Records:
## Begin

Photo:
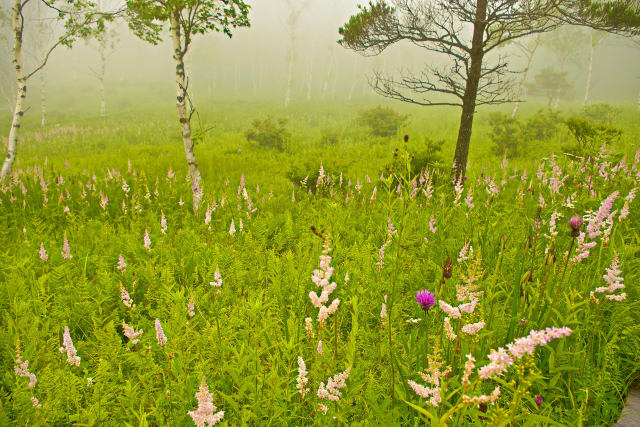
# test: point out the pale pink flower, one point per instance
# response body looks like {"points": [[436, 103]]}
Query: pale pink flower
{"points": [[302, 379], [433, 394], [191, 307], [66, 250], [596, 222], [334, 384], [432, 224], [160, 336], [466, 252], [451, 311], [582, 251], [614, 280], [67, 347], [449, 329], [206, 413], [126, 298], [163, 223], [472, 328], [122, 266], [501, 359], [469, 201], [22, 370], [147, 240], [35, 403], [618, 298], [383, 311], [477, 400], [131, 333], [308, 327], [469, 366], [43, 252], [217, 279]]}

## End

__Instructions for the task__:
Reproduce every row above, including the requests, and offset each point coordinate in the answers by -125 without changing the numbers in the requests. Omit the pictures from your output.

__The output__:
Photo:
# test: point out the pale pink flower, one point per instance
# response body looks like {"points": [[436, 103]]}
Query: pale pink flower
{"points": [[177, 254], [308, 269], [66, 182], [-59, 125], [471, 97], [209, 259], [307, 99], [35, 211], [341, 127], [326, 186], [457, 126], [489, 155], [-58, 222], [324, 204], [81, 288], [1, 173], [38, 98], [347, 203], [-3, 141], [376, 234], [344, 76], [-103, 245], [22, 115], [-90, 278], [493, 173], [258, 186], [352, 275], [6, 208], [183, 202], [344, 241], [-82, 127], [92, 154]]}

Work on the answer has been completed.